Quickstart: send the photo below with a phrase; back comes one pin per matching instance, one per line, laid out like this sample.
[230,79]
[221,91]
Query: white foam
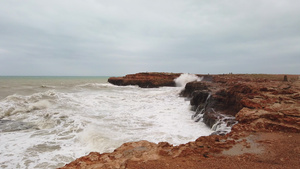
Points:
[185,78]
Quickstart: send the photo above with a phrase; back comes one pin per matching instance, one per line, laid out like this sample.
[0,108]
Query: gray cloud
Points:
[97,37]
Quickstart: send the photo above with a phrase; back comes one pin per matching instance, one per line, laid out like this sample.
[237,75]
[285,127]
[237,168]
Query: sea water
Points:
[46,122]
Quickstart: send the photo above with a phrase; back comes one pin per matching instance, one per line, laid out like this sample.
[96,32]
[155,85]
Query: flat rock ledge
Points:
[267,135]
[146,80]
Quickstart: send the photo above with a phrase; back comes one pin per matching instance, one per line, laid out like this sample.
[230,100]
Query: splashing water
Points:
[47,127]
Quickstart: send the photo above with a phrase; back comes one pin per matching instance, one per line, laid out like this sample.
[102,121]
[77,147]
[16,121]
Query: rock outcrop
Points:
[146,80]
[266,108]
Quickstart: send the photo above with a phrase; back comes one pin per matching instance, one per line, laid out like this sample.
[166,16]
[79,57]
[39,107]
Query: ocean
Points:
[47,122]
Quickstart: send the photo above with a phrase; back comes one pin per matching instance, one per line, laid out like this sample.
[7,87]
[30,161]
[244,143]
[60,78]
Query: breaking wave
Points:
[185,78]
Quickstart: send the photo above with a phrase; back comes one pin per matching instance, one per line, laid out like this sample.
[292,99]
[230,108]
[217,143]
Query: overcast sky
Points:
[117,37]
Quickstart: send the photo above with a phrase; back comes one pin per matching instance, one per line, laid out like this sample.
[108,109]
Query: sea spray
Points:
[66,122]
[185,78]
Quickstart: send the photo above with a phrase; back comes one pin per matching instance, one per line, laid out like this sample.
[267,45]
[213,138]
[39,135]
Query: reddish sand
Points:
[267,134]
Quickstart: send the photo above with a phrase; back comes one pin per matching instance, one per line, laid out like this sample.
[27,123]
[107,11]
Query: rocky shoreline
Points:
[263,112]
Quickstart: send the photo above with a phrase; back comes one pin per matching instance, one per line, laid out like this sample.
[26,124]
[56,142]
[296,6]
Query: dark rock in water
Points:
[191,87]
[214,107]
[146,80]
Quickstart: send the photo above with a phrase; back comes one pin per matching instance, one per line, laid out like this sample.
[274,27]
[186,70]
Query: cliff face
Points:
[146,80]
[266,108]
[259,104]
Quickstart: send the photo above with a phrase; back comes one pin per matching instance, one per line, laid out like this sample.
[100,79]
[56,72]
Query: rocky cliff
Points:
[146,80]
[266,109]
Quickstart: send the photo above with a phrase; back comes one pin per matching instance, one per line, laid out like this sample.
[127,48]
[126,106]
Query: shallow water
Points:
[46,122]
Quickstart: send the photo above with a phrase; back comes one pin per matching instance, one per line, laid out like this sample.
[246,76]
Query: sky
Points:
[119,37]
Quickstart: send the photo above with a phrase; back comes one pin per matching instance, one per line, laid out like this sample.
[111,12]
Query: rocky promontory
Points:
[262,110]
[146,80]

----

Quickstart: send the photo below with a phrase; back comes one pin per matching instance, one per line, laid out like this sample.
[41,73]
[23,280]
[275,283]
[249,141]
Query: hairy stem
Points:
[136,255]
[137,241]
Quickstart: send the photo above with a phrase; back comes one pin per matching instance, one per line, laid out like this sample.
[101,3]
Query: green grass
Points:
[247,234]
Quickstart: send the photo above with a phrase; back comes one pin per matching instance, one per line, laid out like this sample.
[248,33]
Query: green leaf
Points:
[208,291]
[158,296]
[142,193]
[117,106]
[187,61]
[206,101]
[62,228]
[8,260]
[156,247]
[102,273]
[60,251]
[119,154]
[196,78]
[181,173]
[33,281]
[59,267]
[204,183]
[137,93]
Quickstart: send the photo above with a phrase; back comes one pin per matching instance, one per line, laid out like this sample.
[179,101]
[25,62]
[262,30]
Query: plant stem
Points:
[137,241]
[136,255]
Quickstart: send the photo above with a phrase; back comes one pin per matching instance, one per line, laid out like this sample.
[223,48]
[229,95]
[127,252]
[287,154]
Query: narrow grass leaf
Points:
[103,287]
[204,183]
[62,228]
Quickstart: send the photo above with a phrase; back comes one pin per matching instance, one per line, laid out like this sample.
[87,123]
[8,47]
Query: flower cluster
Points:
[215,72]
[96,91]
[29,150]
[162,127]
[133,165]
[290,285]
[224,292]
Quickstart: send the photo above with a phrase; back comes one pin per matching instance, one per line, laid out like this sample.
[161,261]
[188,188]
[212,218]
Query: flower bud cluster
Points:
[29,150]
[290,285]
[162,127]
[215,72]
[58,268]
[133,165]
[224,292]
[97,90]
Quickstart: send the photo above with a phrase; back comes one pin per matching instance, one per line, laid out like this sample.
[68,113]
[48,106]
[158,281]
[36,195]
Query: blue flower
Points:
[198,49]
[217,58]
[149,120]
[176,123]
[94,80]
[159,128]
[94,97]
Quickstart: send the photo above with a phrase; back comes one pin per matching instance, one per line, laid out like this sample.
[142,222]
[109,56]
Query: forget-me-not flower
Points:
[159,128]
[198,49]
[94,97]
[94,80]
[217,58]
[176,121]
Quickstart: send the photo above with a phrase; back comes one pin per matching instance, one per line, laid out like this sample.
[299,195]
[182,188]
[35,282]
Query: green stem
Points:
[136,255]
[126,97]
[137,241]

----

What to do: Check all the records above and select each line where the string "green" is found.

Reply:
Query: green grass
Query: green leaf
Query: green stem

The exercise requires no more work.